§ **WORK TO BE COMPLETED**
Print out the entries exactly, and include each one.
RECORDS PROVIDED START
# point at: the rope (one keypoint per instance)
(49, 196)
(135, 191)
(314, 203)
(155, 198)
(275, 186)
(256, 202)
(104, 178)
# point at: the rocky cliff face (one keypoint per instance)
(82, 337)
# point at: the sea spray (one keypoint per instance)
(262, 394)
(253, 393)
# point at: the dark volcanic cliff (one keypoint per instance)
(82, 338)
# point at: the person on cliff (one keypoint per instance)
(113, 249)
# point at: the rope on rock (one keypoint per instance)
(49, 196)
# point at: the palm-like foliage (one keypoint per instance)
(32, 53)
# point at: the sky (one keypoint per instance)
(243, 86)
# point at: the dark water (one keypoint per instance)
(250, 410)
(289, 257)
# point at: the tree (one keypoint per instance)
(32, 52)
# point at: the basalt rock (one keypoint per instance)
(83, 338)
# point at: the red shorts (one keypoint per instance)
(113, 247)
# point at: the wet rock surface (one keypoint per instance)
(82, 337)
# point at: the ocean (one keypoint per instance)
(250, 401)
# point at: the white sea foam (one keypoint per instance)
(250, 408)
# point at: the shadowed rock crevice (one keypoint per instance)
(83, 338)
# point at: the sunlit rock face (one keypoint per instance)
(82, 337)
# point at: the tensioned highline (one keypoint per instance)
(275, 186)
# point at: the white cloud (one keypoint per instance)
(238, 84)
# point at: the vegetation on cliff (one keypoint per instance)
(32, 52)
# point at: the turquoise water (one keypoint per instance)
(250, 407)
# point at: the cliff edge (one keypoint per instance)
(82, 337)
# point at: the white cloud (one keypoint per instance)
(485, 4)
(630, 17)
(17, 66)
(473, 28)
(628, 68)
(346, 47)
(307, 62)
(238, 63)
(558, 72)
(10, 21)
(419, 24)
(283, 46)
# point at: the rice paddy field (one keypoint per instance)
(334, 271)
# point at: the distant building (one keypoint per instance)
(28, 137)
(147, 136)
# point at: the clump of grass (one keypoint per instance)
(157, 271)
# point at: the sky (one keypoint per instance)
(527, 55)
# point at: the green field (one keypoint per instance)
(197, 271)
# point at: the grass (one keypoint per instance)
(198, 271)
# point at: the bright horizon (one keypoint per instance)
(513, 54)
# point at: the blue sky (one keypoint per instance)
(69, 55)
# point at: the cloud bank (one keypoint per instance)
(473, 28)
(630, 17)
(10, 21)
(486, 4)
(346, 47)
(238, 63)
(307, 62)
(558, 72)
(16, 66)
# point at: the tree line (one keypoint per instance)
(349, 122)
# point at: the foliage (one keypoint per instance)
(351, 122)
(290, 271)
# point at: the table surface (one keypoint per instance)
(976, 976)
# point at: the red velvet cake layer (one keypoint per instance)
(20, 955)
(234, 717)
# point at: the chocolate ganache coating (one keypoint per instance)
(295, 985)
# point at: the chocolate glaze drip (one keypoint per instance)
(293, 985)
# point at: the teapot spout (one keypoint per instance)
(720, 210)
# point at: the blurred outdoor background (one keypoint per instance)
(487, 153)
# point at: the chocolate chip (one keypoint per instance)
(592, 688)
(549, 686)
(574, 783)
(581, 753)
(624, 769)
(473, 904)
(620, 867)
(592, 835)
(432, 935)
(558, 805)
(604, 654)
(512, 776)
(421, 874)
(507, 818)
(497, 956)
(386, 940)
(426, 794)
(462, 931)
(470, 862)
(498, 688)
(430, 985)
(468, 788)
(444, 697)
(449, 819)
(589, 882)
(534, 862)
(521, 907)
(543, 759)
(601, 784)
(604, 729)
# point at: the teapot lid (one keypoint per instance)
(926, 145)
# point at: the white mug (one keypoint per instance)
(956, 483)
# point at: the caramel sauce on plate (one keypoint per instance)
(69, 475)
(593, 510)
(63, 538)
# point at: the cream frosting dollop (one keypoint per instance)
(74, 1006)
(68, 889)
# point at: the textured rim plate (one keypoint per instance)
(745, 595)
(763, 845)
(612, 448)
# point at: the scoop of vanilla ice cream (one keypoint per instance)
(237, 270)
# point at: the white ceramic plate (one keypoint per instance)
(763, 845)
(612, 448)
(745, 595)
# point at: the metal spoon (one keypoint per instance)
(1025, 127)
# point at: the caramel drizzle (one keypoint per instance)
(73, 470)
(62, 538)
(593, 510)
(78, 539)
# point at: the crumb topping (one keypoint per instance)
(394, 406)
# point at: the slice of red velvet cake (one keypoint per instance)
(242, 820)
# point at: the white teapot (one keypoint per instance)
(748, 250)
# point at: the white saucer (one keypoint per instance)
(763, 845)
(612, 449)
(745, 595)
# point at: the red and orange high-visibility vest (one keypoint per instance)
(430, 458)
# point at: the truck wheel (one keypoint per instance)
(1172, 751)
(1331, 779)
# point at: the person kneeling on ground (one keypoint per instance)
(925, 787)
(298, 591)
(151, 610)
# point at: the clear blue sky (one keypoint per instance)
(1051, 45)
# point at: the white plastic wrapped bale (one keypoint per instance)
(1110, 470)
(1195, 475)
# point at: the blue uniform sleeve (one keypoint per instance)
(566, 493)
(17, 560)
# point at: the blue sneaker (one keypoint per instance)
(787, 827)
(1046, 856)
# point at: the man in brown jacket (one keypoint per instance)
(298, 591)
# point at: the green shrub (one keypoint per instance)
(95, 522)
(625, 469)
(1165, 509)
RECORDS PROVIDED END
§ **EXERCISE ANSWER**
# point at: the rope (one keypoint per instance)
(49, 196)
(135, 191)
(314, 203)
(155, 198)
(275, 186)
(256, 202)
(104, 178)
# point at: the rocky cliff face (one keypoint per instance)
(82, 337)
# point at: the sea spray (one keypoint per instance)
(262, 394)
(253, 393)
# point at: the dark volcanic cliff (one keypoint per instance)
(82, 338)
# point at: the person on cliff (one keypoint per instance)
(113, 249)
# point at: the rope on rock (one keypoint per instance)
(49, 196)
# point at: the palm-like foliage (one keypoint per instance)
(32, 53)
# point at: the sky (one keypoint per instance)
(243, 86)
# point at: the dark water (one keypoint per instance)
(250, 410)
(289, 257)
# point at: the tree (one keypoint per instance)
(32, 52)
# point at: the basalt rock (one keypoint per instance)
(83, 338)
# point at: the red shorts (one keypoint per instance)
(113, 247)
# point at: the wet rock surface (one keypoint per instance)
(82, 337)
# point at: the ocean (one keypoint per instance)
(250, 401)
# point at: the white sea foam (one keypoint per instance)
(250, 408)
# point at: the shadowed rock crevice (one keypoint per instance)
(83, 338)
# point at: the sunlit rock face (one keypoint per instance)
(82, 337)
# point at: the tensioned highline (one keypoint per instance)
(275, 186)
# point at: the white cloud (one keypoint per instance)
(238, 84)
# point at: the vegetation on cliff (one keypoint per instance)
(32, 52)
# point at: the turquoise water (one keypoint per instance)
(250, 407)
# point at: the cliff edge (one keypoint per instance)
(82, 337)
# point at: the white cloud (one keypoint per instance)
(485, 4)
(630, 17)
(17, 66)
(473, 28)
(628, 68)
(346, 47)
(307, 62)
(238, 63)
(558, 72)
(10, 21)
(419, 24)
(283, 46)
# point at: the rice paddy field (one keypoint per instance)
(334, 271)
# point at: the distant building (one keypoint per instance)
(28, 137)
(147, 136)
# point at: the clump of grass (one keypoint per instance)
(157, 271)
# point at: the sky (one keypoint per instance)
(527, 55)
# point at: the green field (one keypoint per instance)
(197, 271)
# point at: the grass (one keypoint per instance)
(198, 271)
# point at: the bright horizon (one keypoint per instance)
(513, 54)
# point at: the blue sky (one keypoint per instance)
(69, 55)
# point at: the cloud bank (one keypoint per instance)
(473, 28)
(630, 17)
(10, 21)
(486, 4)
(346, 47)
(238, 63)
(307, 62)
(558, 72)
(16, 66)
# point at: the tree line (one keypoint per instance)
(349, 122)
# point at: the foliage (one keypoint per instance)
(351, 122)
(290, 271)
# point at: the table surface (one keypoint per instance)
(976, 976)
# point at: the red velvet cake layer (one keypoint per instance)
(20, 955)
(234, 717)
# point at: the chocolate ganache coating (one keypoint per instance)
(295, 985)
# point at: the chocolate glaze drip (one keypoint per instance)
(293, 985)
# point at: the teapot spout (one keypoint per instance)
(720, 210)
# point at: the blurred outdoor background (one keypoint per instance)
(487, 153)
# point at: the chocolate chip (one keypoint per instance)
(592, 688)
(549, 686)
(574, 783)
(581, 753)
(624, 769)
(473, 904)
(620, 867)
(592, 835)
(432, 935)
(558, 805)
(604, 654)
(512, 776)
(421, 874)
(507, 818)
(497, 956)
(386, 940)
(426, 794)
(462, 931)
(470, 862)
(498, 688)
(430, 985)
(468, 788)
(444, 697)
(449, 819)
(589, 882)
(534, 862)
(521, 907)
(543, 759)
(601, 784)
(604, 729)
# point at: the teapot lid (one keypoint per instance)
(926, 145)
# point at: the white mug (one keypoint per instance)
(956, 483)
# point at: the caramel sauce on plate (one keypoint per instance)
(69, 475)
(593, 510)
(63, 538)
# point at: the cream frosting dollop (one keypoint per instance)
(74, 1006)
(68, 889)
# point at: the textured rim plate (one keypoint per instance)
(745, 595)
(763, 845)
(612, 448)
# point at: the scoop of vanilla ice cream (one keypoint per instance)
(237, 270)
# point at: the white ceramic plate (one keypoint per instance)
(763, 845)
(612, 448)
(745, 595)
# point at: the metal spoon (one keypoint per instance)
(1025, 127)
# point at: the caramel drizzle (one keypoint per instance)
(73, 470)
(62, 538)
(593, 510)
(78, 539)
# point at: the crumb topping (one keypoint per instance)
(394, 406)
# point at: the slice of red velvet cake (one keypoint per instance)
(242, 820)
# point at: the white teapot (one keypoint per instance)
(748, 250)
# point at: the white saucer (one keypoint per instance)
(763, 845)
(612, 449)
(745, 595)
# point at: the red and orange high-visibility vest (one keypoint per instance)
(430, 458)
# point at: the truck wheel (one keypoint per instance)
(1172, 751)
(1331, 779)
# point at: the person kneeling on ground (one keypoint per instance)
(925, 787)
(298, 591)
(151, 610)
# point at: the clear blue sky (one keypoint per instance)
(1051, 45)
# point at: the white plastic wrapped bale (one keypoint per instance)
(1110, 470)
(1195, 475)
# point at: the blue uniform sleeve (one keypoint per instance)
(566, 493)
(17, 560)
# point at: the blue sneaker (one keypoint per instance)
(787, 827)
(1046, 856)
# point at: the man in brown jacket (one keypoint per instance)
(298, 591)
# point at: the green shrub (one keypoint per instance)
(95, 522)
(625, 469)
(1165, 509)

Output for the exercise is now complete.